[Text]
Upgrading Perl to a Modern Version: the ActiveState Guide

Upgrading Perl

Many organizations stopped upgrading Perl after the release of 5.8.8 or 5.10.1, about 8 to 11 years ago. At that point in history, major releases of Perl could take many years to come to fruition. To make things more confusing, point releases of a given version sometimes contained large changes (including backwards incompatibilities) that we'd expect in major releases. For example, 5.10.1, released 20 months after 5.10, contained a number of backwards incompatibilities and quite a few new features.

This made upgrading Perl scary and unpredictable. It also made working on the Perl core challenging. What was an appropriate change for any release? When would changes see the light of day?

To fix all that, Perl 5 pumpking Jesse Vincent instituted a new release plan. Major releases (5.12, 5.14, etc.) would come out once a year in April. In between, development version point releases (5.11.0, 5.11.1) would be made once a month.

After a major release comes out (5.22.0, 5.24.0, etc.) there may be additional point releases (5.22.1) as needed, but only for two years after the initial release. After that period, support ends except for critical security fixes, for which an additional year of support is provided.

Note that when I say "support" I mean that the community of people working on Perl as a whole will work on bugs and security issues during this time frame. This is not commercial support. If you want that, well, that's one of the reasons to become an ActiveState customer!

Jesse's plan worked, and we've seen yearly releases in April (or May or June) every year from 2010's 5.12.0 to 2016's 5.24.0.

The upshot of all this is that major Perl releases are much smaller and safer than they used to be. Point releases are extremely safe, and we recommend always upgrading when a new point release comes out.

But if you haven't upgraded for ages, you're still in a difficult situation. How do you get from ancient Perl to modern Perl? What should you look out for? And why should you even upgrade at all?

Features and Fixes

Let's tackle that last question first. Why upgrade?

The simple answer is that Perl has seen quite a few new features in the past few years, ranging from little tweaks (the s///r modifier) to "this really changes all my code for the better" (subroutine signatures). Let's take a look at some of the highlights of the last six years, from 5.12 through 5.24.

Y2038 Handling

If you're my age, you remember the Y2K efforts of the late 90s. While none of the predicted catastrophes came to pass on January 1, 2000, that was in no small part because of the countless software developers who worked to prevent such catastrophes!

[Raw data]
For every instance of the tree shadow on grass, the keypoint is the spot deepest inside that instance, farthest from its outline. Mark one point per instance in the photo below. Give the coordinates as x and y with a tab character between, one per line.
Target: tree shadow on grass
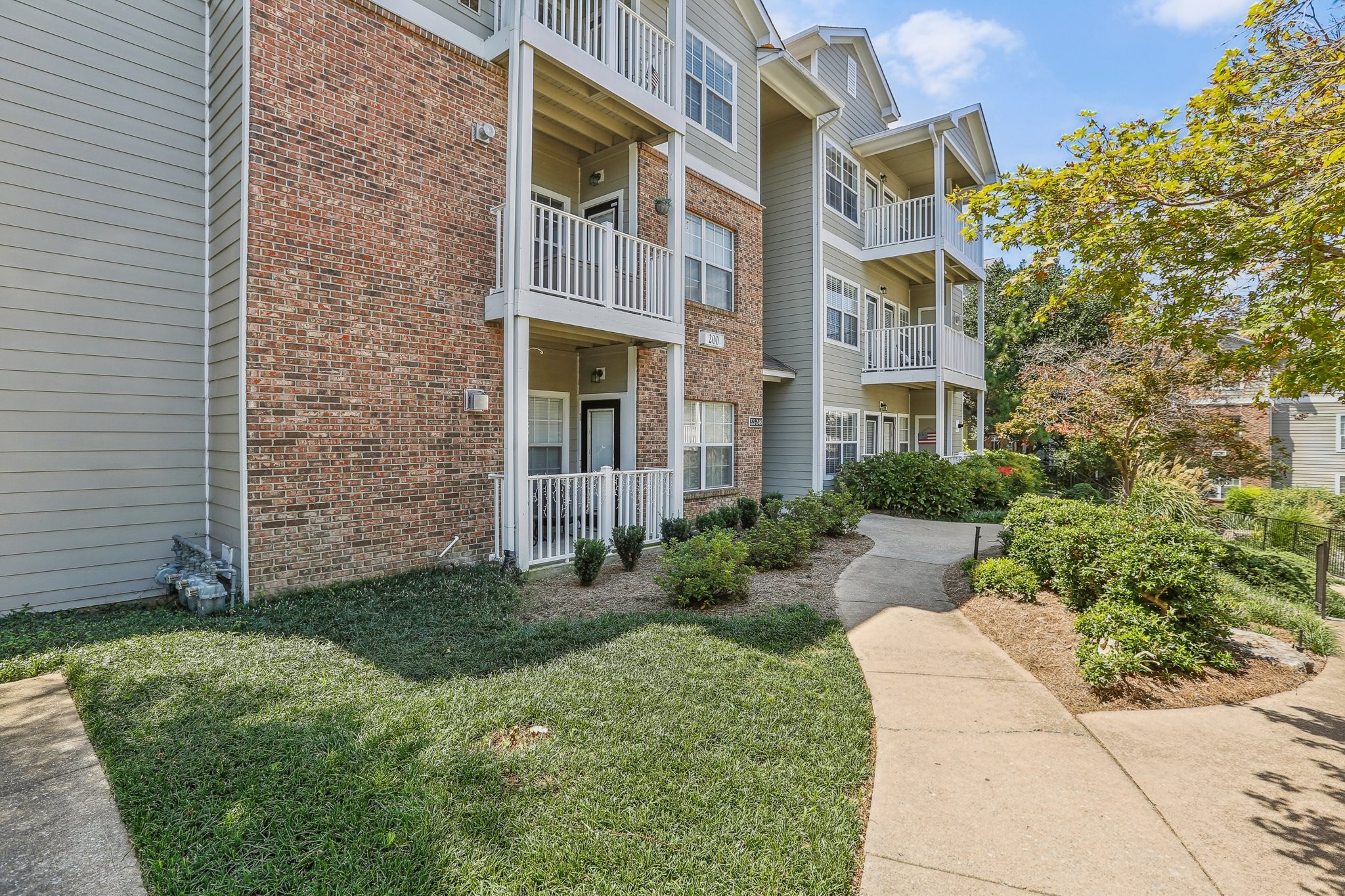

[Objective] Carry on the Perl upgrade guide after its final sentence. The listing comes from a separate source.

[Output for this exercise]
Well, there's another time-related bug swiftly approaching, the Year 2038 problem. Many programs stored their dates and times as seconds since the Unix epoch (January 1, 1970 UTC). In C this is the time_t type. If the epoch value is stored in a signed 32-bit integer, this means that you have 2,147,483,647 seconds available. That sounds like a lot, but that epoch value corresponds to January 19, 2038 at 03:14:07 UTC. That's not far from now at all!

And to make matters worse, it's easy to do calculations today that will go well past 2038. Imagine calculating the interest and principal payments for a 30-year mortgage starting today.

Fortunately, there are many efforts to ameliorate this problem, and 64-bit platforms today use a 64-bit integer for time_t. The Perl core got a head start on this in the 5.12 release by making sure that time is always represented with something much larger than a 32-bit integer internally, regardless of the platform's integer size.

Regexes and Unicode

Perl 5.14 added a number of new modifiers for regexes and substitutions. The /a modifier restricts the \s, \d, and \w character classes to ASCII only. This fixes a bug you might not have even known you had:

if ( $string =~ /^\d+/ ) { ... }

Did you know that by default, \d will match any Unicode number, including ৪. That's a Bengali number four, not the Arabic 8! These sort of "look-alike" Unicode characters have been the source of several security vulnerabilities. The new regex modifiers make it easier to write secure code in Perl.

Non-Destructive Substitution

Perl 5.14 added a new /r modifier for substitutions. With this modifier, the substitution operator returns a new string rather than modifying the original:

my $new = $old =~ s/new/old/gr;

This was always possible using a much uglier idiom, but this operator is much clearer.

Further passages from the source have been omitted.